● Extracted text:
- - - -

The modern mind fell into the trap of dichotomy that is because this one is superior, the other must be inferior. This is what Boyce second advantage falls in is to as he points out the comparison of each point will discern its limitations (Boyce, 8). The challenge though is what if each point is not mutually exclusive, but rather mutually supportive? We do exist within a monotheistic faith of a monotheistic God that is Tri-Unity, and that lives for a Messiah that is 100% God, 100% Human, yet we come to our theology in a piece meal method that demands one fact must be better than another fact.

It is unfortunate that this falling down second advantage could cloud or tarnish the third one. Our knowledge is from God’s revelation (Boyce, 8) which unfortunately Boyce uses later on page 42 to point out that reason is not Godly. This is a farce, if God is the source of everything, then God is even the source of reason, science and theology. It is the unity of creation that is important, not our own divisions and labels.

- - - -

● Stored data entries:
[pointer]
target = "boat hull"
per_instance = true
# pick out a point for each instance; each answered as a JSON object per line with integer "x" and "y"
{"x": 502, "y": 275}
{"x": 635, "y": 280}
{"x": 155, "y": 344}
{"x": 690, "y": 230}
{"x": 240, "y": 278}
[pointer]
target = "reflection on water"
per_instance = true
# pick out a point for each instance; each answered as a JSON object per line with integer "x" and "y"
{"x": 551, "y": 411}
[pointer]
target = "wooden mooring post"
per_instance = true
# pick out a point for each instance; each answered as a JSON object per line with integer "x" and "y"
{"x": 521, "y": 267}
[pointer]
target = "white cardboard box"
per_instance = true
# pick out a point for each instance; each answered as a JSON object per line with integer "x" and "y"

- - - -

● Problem A:
In the passage critiquing Boyce's advantages, on which page does Boyce use the idea of knowledge from God's revelation to argue that reason is not Godly?
● Problem B:
From the passage critiquing Boyce's advantages, rewrite the section starting with "The modern mind" and going on through "than another fact.", substituting "doctrine" for "theology".
● Problem C:
Extend the passage critiquing Boyce's advantages by writing what comes next after its final sentence.

● Written reply A:
Page 42

● Written reply B:
The modern mind fell into the trap of dichotomy that is because this one is superior, the other must be inferior. This is what Boyce second advantage falls in is to as he points out the comparison of each point will discern its limitations (Boyce, 8). The challenge though is what if each point is not mutually exclusive, but rather mutually supportive? We do exist within a monotheistic faith of a monotheistic God that is Tri-Unity, and that lives for a Messiah that is 100% God, 100% Human, yet we come to our doctrine in a piece meal method that demands one fact must be better than another fact.

● Written reply C:
Boyce’s fourth point is a straw man argument, he lays out a “warning” that we are not to omit any truth that is ascertained regardless of the source and not to add to it (8). The challenge however is that the argument is circular in that it protects existing doctrine, and places God in a box that existing doctrine may not be proved untrue or grown from the germination of the seed that it is.

Ignoring the straw man there is a strong point made in the fifth, that being that there is a harmony and consistency within God’s teaching (Boyce, 9). For many there is the illusion that it comes down to the words of the Law, but what is at the core of God’s teachings is the Shema, that which Jesus espoused to the Pharisees when asked for the Greatest Commandment from Matthew 22:37-40 (New Living Translation):

                37 Jesus replied, “‘You must love the Lord your God with all your heart, all your   soul, and all your mind.’[a] 38 This is the first and greatest commandment. 39 A    second is equally important: ‘Love your neighbor as yourself.’[b] 40 The entire law            and all the demands of the prophets are based on these two commandments.”

As disciples we tend to forget that Jesus himself placed this as the core of the Law and the Prophets, the harmony of God’s teachings. Which then leads us not to hold to advantage six to value each doctrine of the Word of God because each is true (Boyce, 9) for the simple fact that the church as an institution has fenced the Torah, we have added qualifiers onto the simplicity of the harmony of God’s teachings.

The systematic house is shaky, and the roof is falling in. The world has changed, and unfortunately all toll Boyce’s treatise does not hold for the post-Christian age in the ability to communicate the truth of God’s love to the world.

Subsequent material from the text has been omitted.